• Exercise task A:
Write out the stretch of the passage on Linux networking from "These unique addresses" through "on the network." with no changes.

• Given text:
##############################

These unique addresses are built into each ethernet device when they are manufactured and it is
usually kept in an SROM on the ethernet card. Ethernet addresses are 6 bytes long, an example
would be 08-00-2b-00-49-A4. Some ethernet addresses are reserved for multicast purposes and
ethernet frames sent with these destination addresses will be received by all hosts on the network.
As ethernet frames can carry many different protocols (as data) they, like IP packets, contain a
protocol identifier in their headers. This allows the ethernet layer to correctly receive IP packets
and to pass them onto the IP layer.
In order to send an IP packet via a multi-connection protocol such as ethernet, the IP layer must
find the ethernet address of the IP host. This is because IP addresses are simply an addressing
concept, the ethernet devices themselves have their own physical addresses. IP addresses on the
other hand can be assigned and reassigned by network administrators at will but the network
hardware responds only to ethernet frames with its own physical address or to special multicast
addresses which all machines must receive. Linux uses the Address Resolution Protocol (or
ARP) to allow machines to translate IP addresses into real hardware addresses such as ethernet
addresses. A host wishing to know the hardware address associated with an IP address sends
an ARP request packet containing the IP address that it wishes translating to all nodes on the
network by sending it to a multicast address. The target host that owns the IP address, responds
with an ARP reply that contains its physical hardware address. ARP is not just restricted to
ethernet devices, it can resolve IP addresses for other physical media, for example FDDI. Those
network devices that cannot ARP are marked so that Linux does not attempt to ARP. There is
also the reverse function, Reverse ARP or RARP, which translates physical network addresses
into IP addresses. This is used by gateways, which respond to ARP requests on behalf of IP
addresses that are in the remote network.
13.9.2 The Linux TCP/IP Networking Layers
Just like the network protocols themselves, Figure 13.13 shows that Linux implements the internet
protocol address family as a series of connected layers of software. BSD sockets are supported by
a generic socket management software concerned only with BSD sockets. Supporting this is the
INET socket layer, this manages the communication end points for the IP based protocols TCP
and UDP. UDP (User Datagram Protocol) is a connectionless protocol whereas TCP (Transmission
Control Protocol) is a reliable end to end protocol. When UDP packets are transmitted, Linux
neither knows nor cares if they arrive safely at their destination. TCP packets are numbered
and both ends of the TCP connection make sure that transmitted data is received correctly. The
IP layer contains code implementing the Internet Protocol. This code prepends IP headers to
transmitted data and understands how to route incoming IP packets to either the TCP or UDP
layers. Underneath the IP layer, supporting all of Linux’s networking are the network devices,
for example PPP and ethernet. Network devices do not always represent physical devices; some
like the loopback device are purely software devices. Unlike standard Linux devices that are
created via the mknod command, network devices appear only if the underlying software has
found and initialized them. You will only see /dev/eth0 when you have built a kernel with
the appropriate ethernet device driver in it. The ARP protocol sits between the IP layer and the
protocols that support ARPing for addresses.

##############################

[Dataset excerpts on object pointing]

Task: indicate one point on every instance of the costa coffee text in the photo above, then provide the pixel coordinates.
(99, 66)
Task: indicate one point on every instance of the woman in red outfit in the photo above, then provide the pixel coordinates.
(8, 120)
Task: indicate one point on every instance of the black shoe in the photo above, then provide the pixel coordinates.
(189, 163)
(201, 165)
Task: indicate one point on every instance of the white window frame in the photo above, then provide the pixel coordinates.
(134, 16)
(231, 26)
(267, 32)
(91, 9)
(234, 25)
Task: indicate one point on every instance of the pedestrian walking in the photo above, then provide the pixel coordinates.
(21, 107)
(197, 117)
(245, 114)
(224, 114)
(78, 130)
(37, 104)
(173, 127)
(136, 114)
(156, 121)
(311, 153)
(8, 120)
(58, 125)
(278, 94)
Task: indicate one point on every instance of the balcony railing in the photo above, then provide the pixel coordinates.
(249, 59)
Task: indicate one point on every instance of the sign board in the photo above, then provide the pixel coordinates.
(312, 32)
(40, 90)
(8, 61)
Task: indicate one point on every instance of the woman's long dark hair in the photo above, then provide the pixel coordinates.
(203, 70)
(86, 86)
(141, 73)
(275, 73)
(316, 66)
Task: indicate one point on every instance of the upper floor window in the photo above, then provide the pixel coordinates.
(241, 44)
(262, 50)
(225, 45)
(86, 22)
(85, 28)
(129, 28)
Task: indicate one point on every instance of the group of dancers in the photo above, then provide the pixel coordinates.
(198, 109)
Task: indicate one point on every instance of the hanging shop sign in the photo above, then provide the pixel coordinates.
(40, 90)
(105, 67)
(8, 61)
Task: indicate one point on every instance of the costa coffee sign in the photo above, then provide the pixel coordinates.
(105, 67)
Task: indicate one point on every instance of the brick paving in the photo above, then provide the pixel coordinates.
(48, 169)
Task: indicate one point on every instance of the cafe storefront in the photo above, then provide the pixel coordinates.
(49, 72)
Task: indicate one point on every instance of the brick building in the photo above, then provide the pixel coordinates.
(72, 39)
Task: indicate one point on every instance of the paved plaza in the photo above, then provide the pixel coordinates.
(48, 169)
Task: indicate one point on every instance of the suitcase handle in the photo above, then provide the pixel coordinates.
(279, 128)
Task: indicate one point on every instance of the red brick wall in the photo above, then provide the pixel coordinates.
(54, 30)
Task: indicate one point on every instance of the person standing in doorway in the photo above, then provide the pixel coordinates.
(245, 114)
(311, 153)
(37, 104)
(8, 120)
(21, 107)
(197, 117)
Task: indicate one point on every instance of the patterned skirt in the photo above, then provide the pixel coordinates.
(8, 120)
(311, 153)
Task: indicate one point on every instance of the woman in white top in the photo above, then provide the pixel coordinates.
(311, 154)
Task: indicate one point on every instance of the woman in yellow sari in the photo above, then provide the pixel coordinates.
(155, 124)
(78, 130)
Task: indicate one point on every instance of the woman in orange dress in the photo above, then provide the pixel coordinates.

##############################

• Exercise task B:
Say how many lines of the rows contain the string "brick", giving only the number.

• Exercise output A:
These unique addresses are built into each ethernet device when they are manufactured and it is
usually kept in an SROM on the ethernet card. Ethernet addresses are 6 bytes long, an example
would be 08-00-2b-00-49-A4. Some ethernet addresses are reserved for multicast purposes and
ethernet frames sent with these destination addresses will be received by all hosts on the network.

• Exercise output B:
3